#### Provided records
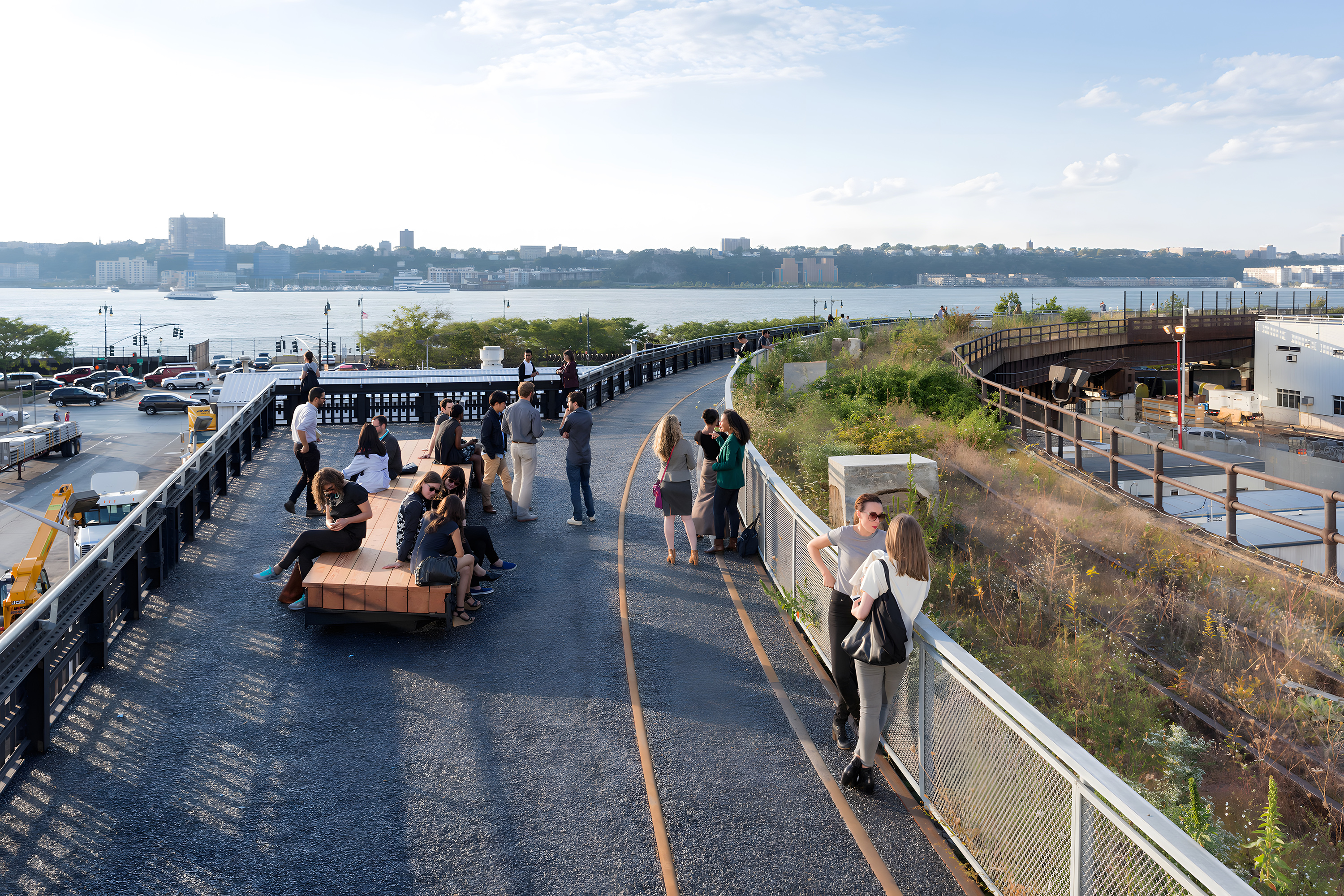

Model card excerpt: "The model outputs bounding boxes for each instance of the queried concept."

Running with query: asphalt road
[0,364,958,896]
[0,390,211,582]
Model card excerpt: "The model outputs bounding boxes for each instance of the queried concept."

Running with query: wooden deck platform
[304,439,469,623]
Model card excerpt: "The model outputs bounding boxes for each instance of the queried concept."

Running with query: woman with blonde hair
[840,513,933,794]
[253,466,374,610]
[653,414,700,565]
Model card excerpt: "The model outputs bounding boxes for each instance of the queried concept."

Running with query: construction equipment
[0,482,98,627]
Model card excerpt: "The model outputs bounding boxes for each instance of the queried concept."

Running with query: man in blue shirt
[481,391,513,513]
[560,391,597,525]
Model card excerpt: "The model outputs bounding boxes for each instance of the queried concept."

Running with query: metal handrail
[723,333,1254,896]
[952,326,1344,579]
[0,386,274,653]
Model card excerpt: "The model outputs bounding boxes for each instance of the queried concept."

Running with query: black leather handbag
[840,560,910,666]
[415,556,457,588]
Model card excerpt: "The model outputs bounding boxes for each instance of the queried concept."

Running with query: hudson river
[0,286,1301,355]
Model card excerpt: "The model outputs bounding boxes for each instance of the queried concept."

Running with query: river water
[0,288,1320,355]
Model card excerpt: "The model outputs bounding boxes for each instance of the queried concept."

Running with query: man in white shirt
[285,386,327,516]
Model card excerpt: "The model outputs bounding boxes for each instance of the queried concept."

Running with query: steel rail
[723,333,1253,896]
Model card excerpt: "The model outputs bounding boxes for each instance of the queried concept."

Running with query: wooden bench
[304,439,470,625]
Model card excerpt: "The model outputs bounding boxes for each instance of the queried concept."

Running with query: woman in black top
[411,494,481,626]
[253,466,374,610]
[691,407,719,538]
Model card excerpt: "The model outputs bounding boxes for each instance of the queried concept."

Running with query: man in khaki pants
[501,382,546,522]
[481,392,516,516]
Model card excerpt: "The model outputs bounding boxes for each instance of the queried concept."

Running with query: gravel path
[0,364,960,896]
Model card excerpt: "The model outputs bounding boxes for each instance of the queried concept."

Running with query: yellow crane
[0,482,98,629]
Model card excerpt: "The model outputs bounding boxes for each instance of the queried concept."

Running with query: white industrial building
[1255,314,1344,435]
[94,257,159,286]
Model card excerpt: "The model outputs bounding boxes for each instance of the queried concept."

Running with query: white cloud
[1059,152,1138,190]
[444,0,900,95]
[942,171,1004,196]
[1059,85,1125,109]
[806,177,913,206]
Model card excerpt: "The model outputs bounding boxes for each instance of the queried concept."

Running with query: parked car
[1185,426,1246,445]
[55,367,93,383]
[145,364,196,386]
[136,392,203,415]
[74,370,124,388]
[163,371,212,391]
[47,386,108,407]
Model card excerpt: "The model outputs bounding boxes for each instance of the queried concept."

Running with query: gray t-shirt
[560,407,593,466]
[827,525,887,596]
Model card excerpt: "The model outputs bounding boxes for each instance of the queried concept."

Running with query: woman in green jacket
[710,411,751,553]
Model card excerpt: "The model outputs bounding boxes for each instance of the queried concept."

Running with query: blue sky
[0,0,1344,251]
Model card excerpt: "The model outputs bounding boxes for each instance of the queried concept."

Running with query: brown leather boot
[276,563,304,606]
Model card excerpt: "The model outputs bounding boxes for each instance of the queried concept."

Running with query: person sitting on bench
[411,494,481,626]
[253,466,374,610]
[343,423,392,493]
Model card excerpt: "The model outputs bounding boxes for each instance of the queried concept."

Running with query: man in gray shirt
[500,382,546,522]
[560,391,597,525]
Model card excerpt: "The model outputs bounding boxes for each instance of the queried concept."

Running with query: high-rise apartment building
[168,214,224,253]
[95,257,159,286]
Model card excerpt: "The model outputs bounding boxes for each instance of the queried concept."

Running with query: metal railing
[952,328,1344,580]
[723,340,1254,896]
[0,379,274,788]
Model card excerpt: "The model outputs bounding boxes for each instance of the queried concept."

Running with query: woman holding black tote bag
[840,513,931,794]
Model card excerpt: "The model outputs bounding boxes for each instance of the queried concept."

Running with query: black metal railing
[0,388,274,788]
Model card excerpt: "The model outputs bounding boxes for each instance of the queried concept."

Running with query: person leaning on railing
[253,466,374,610]
[808,493,883,750]
[840,513,933,794]
[710,411,751,553]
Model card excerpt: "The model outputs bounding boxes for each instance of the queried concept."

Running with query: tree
[0,317,74,380]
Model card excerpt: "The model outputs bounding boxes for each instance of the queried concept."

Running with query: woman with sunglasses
[383,470,444,569]
[808,493,883,750]
[253,466,374,610]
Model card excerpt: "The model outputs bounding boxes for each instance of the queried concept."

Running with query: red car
[55,367,93,383]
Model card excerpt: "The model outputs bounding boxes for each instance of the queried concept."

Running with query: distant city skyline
[0,0,1344,253]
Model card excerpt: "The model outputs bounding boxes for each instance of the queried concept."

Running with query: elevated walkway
[0,363,968,896]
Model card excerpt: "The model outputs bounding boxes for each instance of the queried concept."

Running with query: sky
[0,0,1344,253]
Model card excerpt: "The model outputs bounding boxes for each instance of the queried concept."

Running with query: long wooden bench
[304,439,470,625]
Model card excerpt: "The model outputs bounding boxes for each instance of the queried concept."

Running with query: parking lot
[0,386,226,580]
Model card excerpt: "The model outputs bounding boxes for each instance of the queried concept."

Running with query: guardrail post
[1321,493,1340,579]
[915,643,929,797]
[1153,442,1164,513]
[1110,429,1120,491]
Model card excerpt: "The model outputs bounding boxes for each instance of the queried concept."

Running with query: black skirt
[663,479,695,516]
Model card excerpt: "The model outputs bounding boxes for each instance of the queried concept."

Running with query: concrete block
[784,362,827,392]
[827,454,938,526]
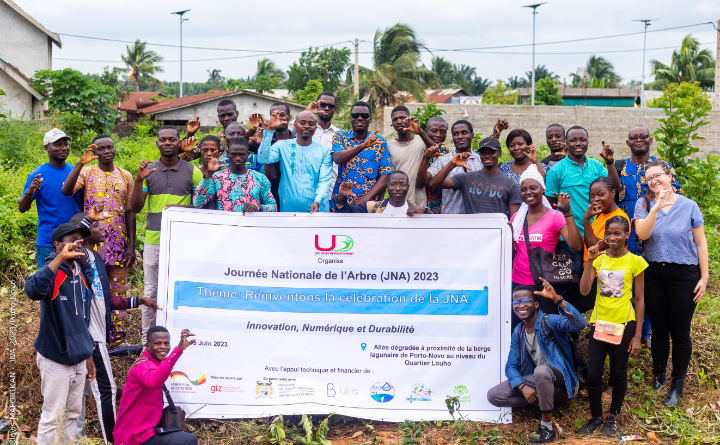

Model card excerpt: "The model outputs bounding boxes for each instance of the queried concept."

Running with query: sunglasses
[513,298,535,306]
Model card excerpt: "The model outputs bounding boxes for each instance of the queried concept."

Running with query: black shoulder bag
[523,217,578,284]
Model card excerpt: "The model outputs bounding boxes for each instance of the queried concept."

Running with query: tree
[535,77,563,105]
[483,79,518,105]
[285,47,350,93]
[645,34,716,90]
[350,23,440,108]
[293,79,326,105]
[525,65,560,84]
[120,39,163,91]
[30,68,117,136]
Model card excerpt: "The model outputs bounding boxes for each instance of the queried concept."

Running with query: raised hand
[535,277,560,301]
[136,161,157,180]
[423,145,443,159]
[178,329,196,351]
[405,116,422,134]
[25,174,44,197]
[525,145,538,164]
[88,204,105,221]
[180,136,197,153]
[450,152,470,170]
[80,144,97,165]
[600,141,615,164]
[268,111,285,131]
[407,204,425,216]
[553,193,571,215]
[187,116,200,135]
[587,239,605,263]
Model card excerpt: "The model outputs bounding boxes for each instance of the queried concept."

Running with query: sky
[15,0,720,87]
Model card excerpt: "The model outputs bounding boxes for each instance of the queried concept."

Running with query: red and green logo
[170,371,206,386]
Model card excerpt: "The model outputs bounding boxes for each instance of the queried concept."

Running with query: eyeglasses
[513,298,535,306]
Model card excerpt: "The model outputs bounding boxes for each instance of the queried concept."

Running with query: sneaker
[578,417,604,436]
[602,414,617,436]
[532,424,557,443]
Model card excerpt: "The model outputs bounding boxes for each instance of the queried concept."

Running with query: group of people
[18,93,708,444]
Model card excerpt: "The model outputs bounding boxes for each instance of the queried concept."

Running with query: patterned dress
[332,131,394,204]
[73,165,134,346]
[193,169,277,212]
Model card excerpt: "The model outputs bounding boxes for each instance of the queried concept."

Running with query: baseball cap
[52,223,90,242]
[43,128,72,145]
[478,136,502,151]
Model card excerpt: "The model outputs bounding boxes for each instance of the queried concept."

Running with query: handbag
[155,383,185,434]
[593,255,632,345]
[523,217,578,284]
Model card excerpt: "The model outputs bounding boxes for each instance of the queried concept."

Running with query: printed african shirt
[73,165,134,266]
[616,156,685,255]
[332,130,393,204]
[193,169,277,212]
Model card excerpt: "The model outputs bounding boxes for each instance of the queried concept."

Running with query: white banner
[158,208,512,422]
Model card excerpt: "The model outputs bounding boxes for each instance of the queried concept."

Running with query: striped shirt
[143,159,202,245]
[258,130,332,212]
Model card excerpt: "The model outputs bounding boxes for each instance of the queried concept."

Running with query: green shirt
[545,156,607,237]
[143,159,202,245]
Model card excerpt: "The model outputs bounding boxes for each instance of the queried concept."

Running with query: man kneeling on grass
[487,278,585,443]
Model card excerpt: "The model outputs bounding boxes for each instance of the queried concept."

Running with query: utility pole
[355,39,360,96]
[633,19,660,108]
[173,9,190,97]
[523,2,547,105]
[713,20,720,110]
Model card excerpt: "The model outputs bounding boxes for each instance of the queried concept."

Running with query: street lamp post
[523,2,547,105]
[173,9,190,97]
[633,19,660,108]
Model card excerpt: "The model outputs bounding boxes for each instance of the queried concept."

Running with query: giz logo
[315,235,355,252]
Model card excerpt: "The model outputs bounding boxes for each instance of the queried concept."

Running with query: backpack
[540,314,587,385]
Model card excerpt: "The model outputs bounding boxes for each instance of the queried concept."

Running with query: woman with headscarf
[510,168,583,328]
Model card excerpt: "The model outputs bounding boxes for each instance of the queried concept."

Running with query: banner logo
[315,235,355,252]
[407,383,432,403]
[255,382,273,399]
[370,382,395,403]
[170,371,206,386]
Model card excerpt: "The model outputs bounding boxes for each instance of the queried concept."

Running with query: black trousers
[587,321,635,418]
[645,262,700,379]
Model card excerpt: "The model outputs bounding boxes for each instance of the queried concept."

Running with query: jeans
[645,262,700,379]
[487,366,568,413]
[587,321,635,418]
[35,245,55,269]
[141,431,197,445]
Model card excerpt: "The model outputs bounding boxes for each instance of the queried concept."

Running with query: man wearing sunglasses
[332,101,393,204]
[487,278,586,443]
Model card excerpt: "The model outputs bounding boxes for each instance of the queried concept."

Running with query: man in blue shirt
[258,111,332,213]
[18,128,83,267]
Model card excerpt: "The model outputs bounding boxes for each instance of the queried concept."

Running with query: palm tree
[120,39,163,91]
[645,34,716,90]
[359,23,440,107]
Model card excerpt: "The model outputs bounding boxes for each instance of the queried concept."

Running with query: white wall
[0,2,51,77]
[155,94,305,126]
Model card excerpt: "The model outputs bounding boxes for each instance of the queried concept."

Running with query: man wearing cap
[25,220,95,445]
[430,125,522,216]
[18,128,82,267]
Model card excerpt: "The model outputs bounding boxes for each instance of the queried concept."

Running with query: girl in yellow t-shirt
[583,177,630,260]
[578,215,648,436]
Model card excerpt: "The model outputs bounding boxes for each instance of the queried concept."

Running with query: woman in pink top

#### Goal of the exercise
Gather every line of the listing above that contains the string "wooden", and copy each one unchanged.

#### Exercise response
Running with query: wooden deck platform
Running with query: wooden bench
Running with query: long wooden bench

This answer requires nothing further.